Reading text section start

Later she chose to study Veterinary Science, and her husband, also a vet, guided her towards the unconventional career of a wildlife vet. Her parents, however, were initially appalled. “It was very tough for my parents to allow me to stay in the forest and work alone as a lady vet,” she says.

But there has been no looking back. Phulmoni is thoroughly enjoying her three-year tenure at the CWRC. “We provide treatment and care to all the displaced, injured, sick animals and try to release them back into the wild,” she says. While she loves all animals, elephants and bears are her favourite. “Once I went to rescue an abandoned rhino calf and we were chased by many rhinos. It made me think about how lonely a wild animal would feel near a human habitat if it sensed a threat to its life,” she says.

At times she tends to abandoned rhinos and elephant calves. “First-time mothers, who don't have the experience of calving, are often seen to abandon their young ones. We have to deal with the traumatised young animal, whose stress level increases because of the separation from its mother.”

Phulmoni and her team bottle-feed the calf with skimmed milk fortified with vitamin, carbohydrate and calcium supplements. According to the rehabilitation protocol, when hand-raising a calf aged below three months, the caregiver has to keep it company constantly, even at night.

“Being a surrogate mother to a rhino calf is easier as they adapt easily. But as elephants are social animals, an elephant calf is more sensitive. Often the keeper sleeps on a shed above the calf and keeps a blanket hanging.” The calf is comforted when it feels the blanket with its trunk and believes it to be its mother, she explains.

Phulmoni's happiest moment is when an animal or bird is released back into its home in the wild. She finds birds the most sensitive among all creatures. “Most of them are very expressive, even through their anatomical structure. It is very tough, almost impossible, to heal traumatised birds after they lose the potential to survive in the wild. My work at the CWRC has helped me develop a keen interest in avian surgery and I am looking forward to a good opportunity to learn more about Aves,” she says.

She has never felt that being a woman could be a deterrent in her unusual profession. However, she concedes that it may not be easy to live with animals in the wild — it would depend on individual interest and passion.

“I have met many women from countries like Spain, Germany, England, France, Portugal and the US who come to work at the CWRC. I don't see any reason why Indian girls can't work in this sector. It all depends on one's interest and love towards animals,” she says. In fact, she has met another enthusiastic woman vet, Korobi Boro, at the Manickdoh Leopard Rescue Centre in Pune, who is an expert in treating small carnivores.

Of course, there are occupational hazards such as attacks by animals, or zoonosis (a deadly disease transmitted from animals to humans) during rescue. Phulmoni also has to constantly update herself with specialised training methods. She has attended necropsy training in crocodiles at Chennai's Crocodile Bank, and workshops on rhino translocation and emerging zoonotic diseases.

She is experienced in handling both small and large carnivores. “It's not so difficult to hand-raise carnivores. But conflict cases are difficult and require long-term treatment in captivity. For dressing external injuries, we place the animals in a squeeze cage and roll the cage to make it smaller to prevent the animal from moving its limbs,” she says.

In spite of working through sleepless nights, especially during the monsoons when casualty rates are high, Phulmoni takes pleasure in her work. She never switches off her mobile phone and is ready for any emergency.

A committed vet, she stands by the creatures of the wild in their hour of need.

Reading text section end

▸ What the task requires
Copy the passage about Phulmoni's work as a wildlife vet word for word, from "She has never" to "treating small carnivores.".

Data provided section start

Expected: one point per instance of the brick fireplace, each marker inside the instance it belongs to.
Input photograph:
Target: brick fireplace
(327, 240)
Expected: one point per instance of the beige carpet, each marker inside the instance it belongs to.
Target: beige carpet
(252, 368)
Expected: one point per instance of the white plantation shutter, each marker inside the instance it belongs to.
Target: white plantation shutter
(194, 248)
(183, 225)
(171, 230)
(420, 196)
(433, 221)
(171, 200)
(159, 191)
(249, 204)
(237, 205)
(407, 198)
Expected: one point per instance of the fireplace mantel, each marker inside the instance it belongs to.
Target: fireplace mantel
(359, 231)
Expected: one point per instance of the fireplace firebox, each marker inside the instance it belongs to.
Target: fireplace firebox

Data provided section end

▸ Solution
She has never felt that being a woman could be a deterrent in her unusual profession. However, she concedes that it may not be easy to live with animals in the wild — it would depend on individual interest and passion.

“I have met many women from countries like Spain, Germany, England, France, Portugal and the US who come to work at the CWRC. I don't see any reason why Indian girls can't work in this sector. It all depends on one's interest and love towards animals,” she says. In fact, she has met another enthusiastic woman vet, Korobi Boro, at the Manickdoh Leopard Rescue Centre in Pune, who is an expert in treating small carnivores.